» **PROMPT**
Find every line in the material that contains the string "leaf" and copy each of those lines in full, treating uppercase and lowercase as different.

________________________________________

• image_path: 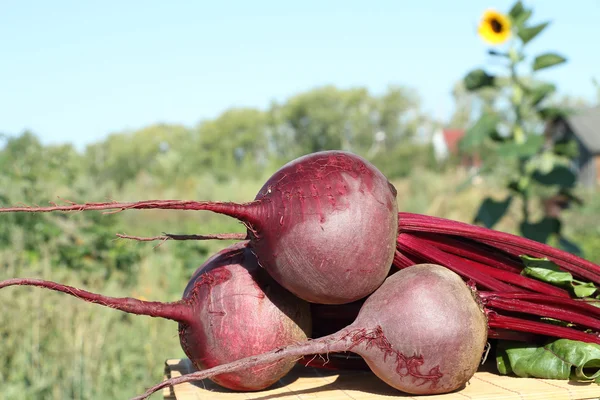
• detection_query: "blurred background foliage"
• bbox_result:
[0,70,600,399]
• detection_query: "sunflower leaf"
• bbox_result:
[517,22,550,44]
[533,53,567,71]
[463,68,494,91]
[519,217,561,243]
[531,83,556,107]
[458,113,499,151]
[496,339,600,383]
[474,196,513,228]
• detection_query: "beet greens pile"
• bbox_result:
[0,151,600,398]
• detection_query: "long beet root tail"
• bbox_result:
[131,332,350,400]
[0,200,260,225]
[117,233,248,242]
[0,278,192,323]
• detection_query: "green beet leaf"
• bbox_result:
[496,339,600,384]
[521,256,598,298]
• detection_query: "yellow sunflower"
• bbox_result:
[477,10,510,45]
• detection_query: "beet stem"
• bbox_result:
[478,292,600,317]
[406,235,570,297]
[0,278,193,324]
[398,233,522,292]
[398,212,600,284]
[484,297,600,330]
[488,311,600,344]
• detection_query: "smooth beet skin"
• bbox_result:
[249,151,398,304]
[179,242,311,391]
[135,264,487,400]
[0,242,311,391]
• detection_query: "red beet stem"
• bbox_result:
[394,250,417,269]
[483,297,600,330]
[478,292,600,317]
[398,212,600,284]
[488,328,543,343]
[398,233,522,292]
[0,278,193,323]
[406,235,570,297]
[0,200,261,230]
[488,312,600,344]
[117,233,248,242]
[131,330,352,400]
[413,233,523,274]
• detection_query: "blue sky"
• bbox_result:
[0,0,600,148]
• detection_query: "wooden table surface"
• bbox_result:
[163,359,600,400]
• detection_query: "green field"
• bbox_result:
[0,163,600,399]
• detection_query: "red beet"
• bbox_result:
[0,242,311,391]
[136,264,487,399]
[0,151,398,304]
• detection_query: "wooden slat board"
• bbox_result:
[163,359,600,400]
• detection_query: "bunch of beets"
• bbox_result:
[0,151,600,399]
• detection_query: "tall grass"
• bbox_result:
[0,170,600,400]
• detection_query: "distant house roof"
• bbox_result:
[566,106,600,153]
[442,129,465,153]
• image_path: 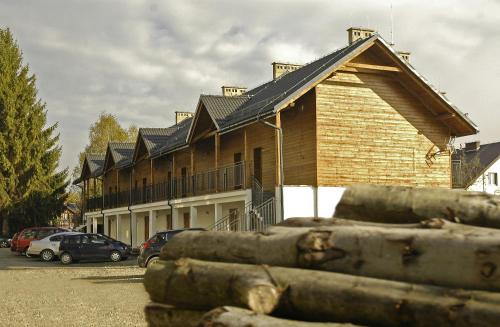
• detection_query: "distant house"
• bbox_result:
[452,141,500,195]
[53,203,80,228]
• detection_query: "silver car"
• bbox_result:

________________________________________

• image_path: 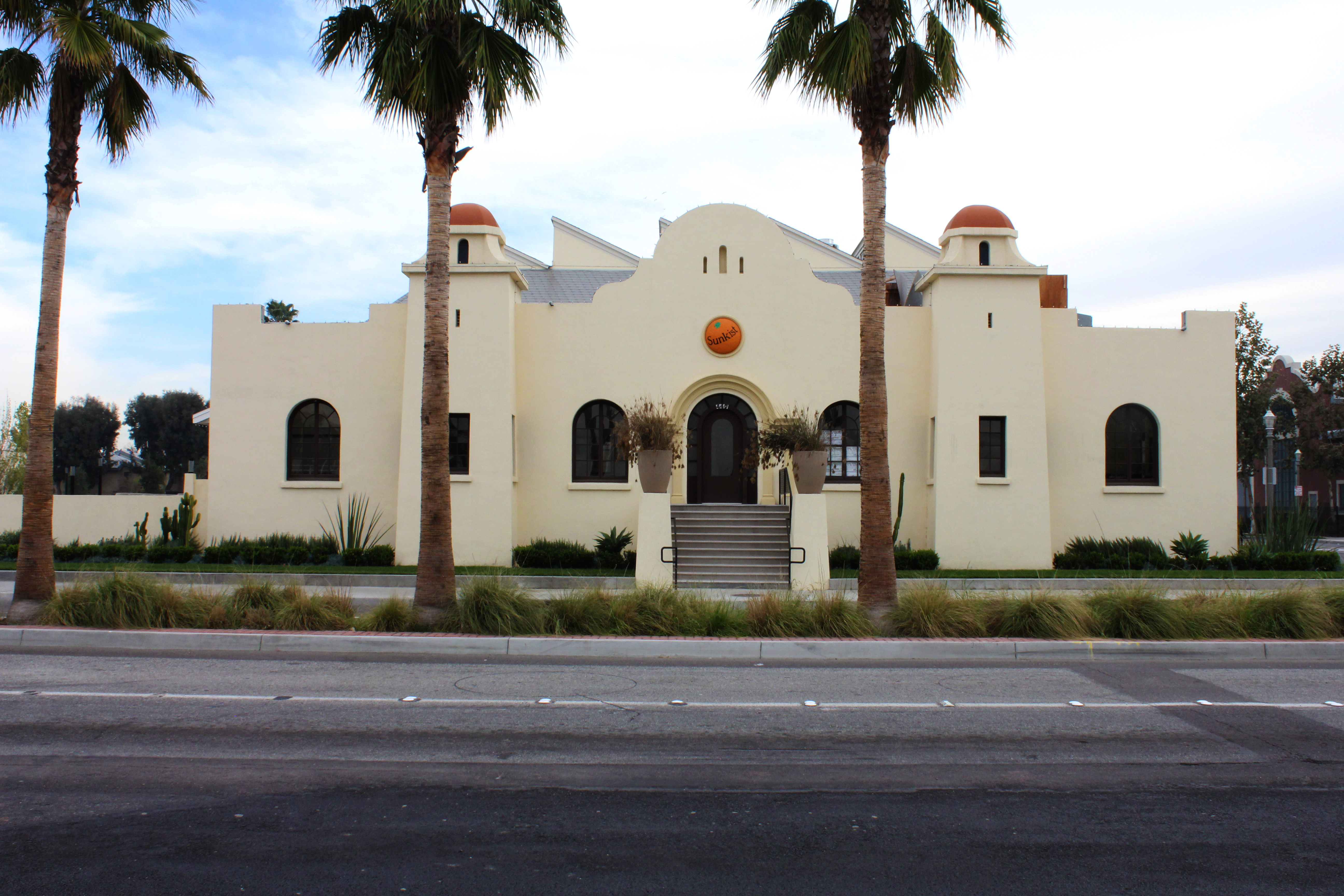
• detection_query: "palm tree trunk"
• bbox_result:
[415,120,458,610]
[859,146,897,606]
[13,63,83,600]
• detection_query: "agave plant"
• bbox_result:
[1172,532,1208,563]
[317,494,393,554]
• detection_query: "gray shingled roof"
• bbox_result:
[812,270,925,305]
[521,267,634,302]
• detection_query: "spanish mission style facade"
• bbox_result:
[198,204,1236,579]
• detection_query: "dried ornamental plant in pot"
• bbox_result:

________________________________________

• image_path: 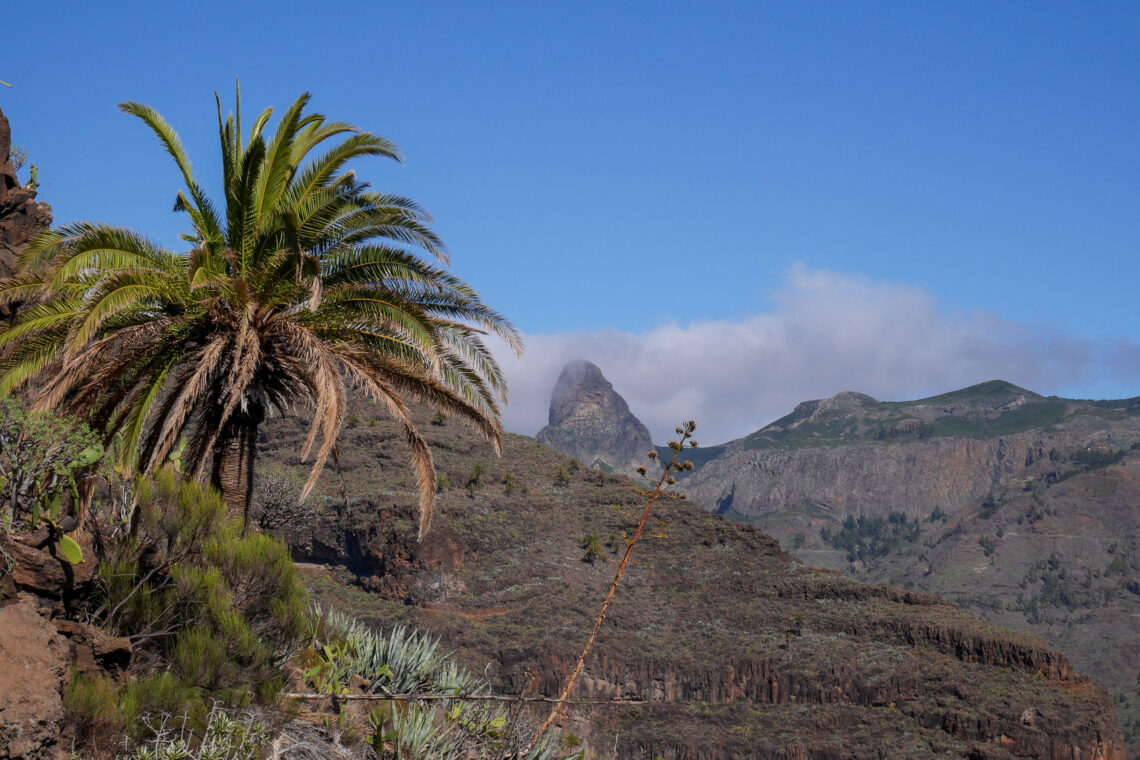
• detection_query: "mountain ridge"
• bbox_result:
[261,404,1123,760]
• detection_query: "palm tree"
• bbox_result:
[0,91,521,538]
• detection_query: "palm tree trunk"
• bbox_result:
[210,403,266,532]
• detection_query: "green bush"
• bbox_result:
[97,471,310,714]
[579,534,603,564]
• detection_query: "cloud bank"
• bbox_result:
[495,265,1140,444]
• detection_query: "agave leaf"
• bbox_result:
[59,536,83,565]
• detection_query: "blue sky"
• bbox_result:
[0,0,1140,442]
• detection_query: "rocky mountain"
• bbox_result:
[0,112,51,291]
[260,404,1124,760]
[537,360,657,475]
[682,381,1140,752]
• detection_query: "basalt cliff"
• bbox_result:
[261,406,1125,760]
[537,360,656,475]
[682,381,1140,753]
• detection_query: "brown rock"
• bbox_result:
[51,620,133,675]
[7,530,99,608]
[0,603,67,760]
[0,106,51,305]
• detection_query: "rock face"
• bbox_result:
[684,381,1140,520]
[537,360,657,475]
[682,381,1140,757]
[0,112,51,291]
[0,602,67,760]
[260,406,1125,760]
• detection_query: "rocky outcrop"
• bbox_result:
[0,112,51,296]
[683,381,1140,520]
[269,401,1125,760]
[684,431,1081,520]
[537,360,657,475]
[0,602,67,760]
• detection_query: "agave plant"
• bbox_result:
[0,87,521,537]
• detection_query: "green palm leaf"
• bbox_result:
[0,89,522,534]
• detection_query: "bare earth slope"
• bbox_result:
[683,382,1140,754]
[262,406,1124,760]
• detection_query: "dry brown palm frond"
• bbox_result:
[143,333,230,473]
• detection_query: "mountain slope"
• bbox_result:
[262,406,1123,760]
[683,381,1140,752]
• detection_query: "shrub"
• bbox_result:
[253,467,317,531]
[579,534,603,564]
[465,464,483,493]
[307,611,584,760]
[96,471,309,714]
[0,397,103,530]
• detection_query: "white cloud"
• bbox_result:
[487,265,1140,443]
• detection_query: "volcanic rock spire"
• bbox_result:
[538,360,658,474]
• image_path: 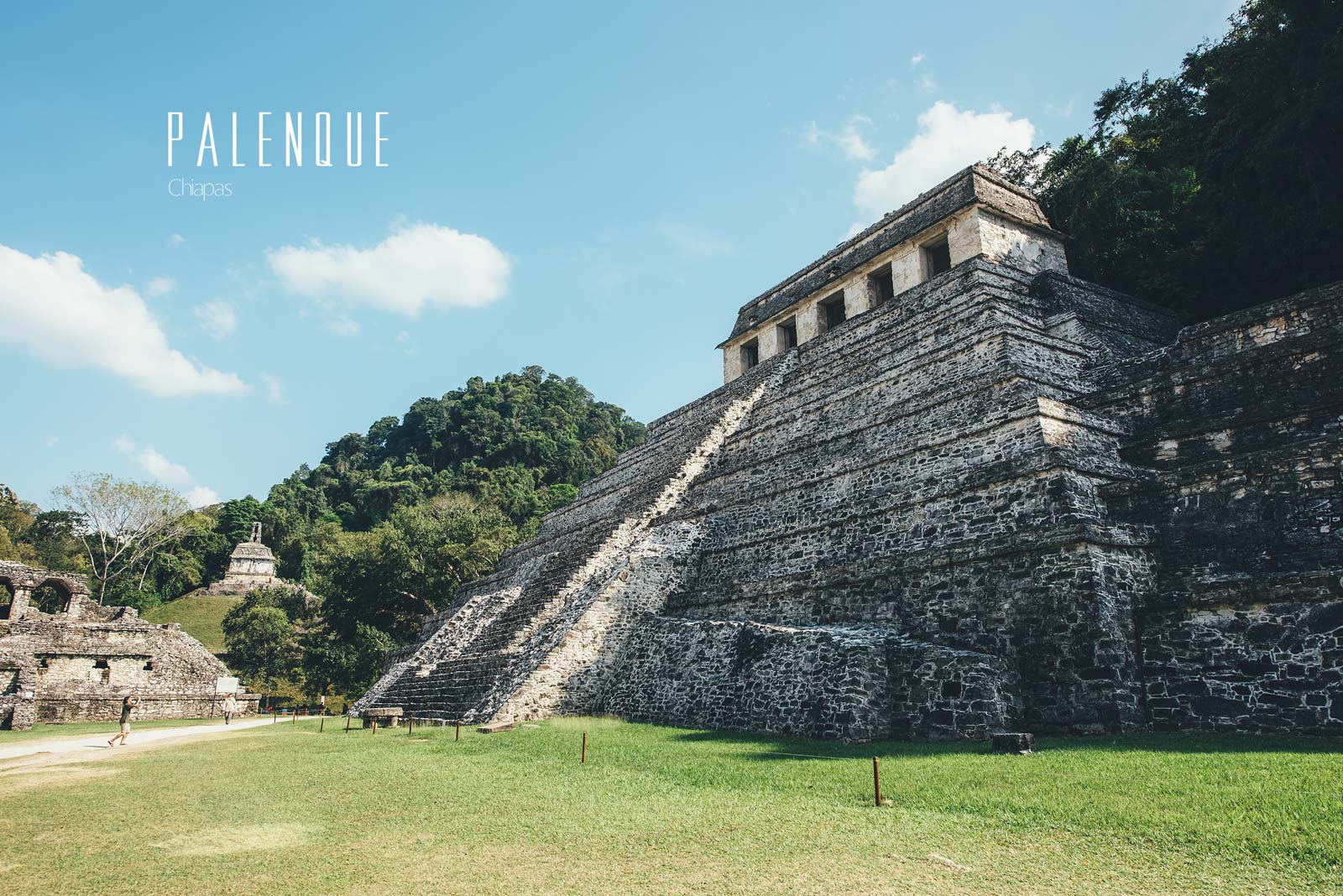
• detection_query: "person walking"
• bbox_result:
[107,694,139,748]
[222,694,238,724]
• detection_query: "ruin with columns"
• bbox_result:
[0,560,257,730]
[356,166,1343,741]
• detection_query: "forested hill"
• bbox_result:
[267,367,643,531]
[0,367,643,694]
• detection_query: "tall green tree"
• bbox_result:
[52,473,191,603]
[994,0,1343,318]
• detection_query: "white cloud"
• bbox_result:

________________________________________

» **FINISHED TASK**
• detection_query: "sunflower leaf"
• detection_query: "green beet leaf"
• detection_query: "agave leaf"
• detection_query: "green palm leaf"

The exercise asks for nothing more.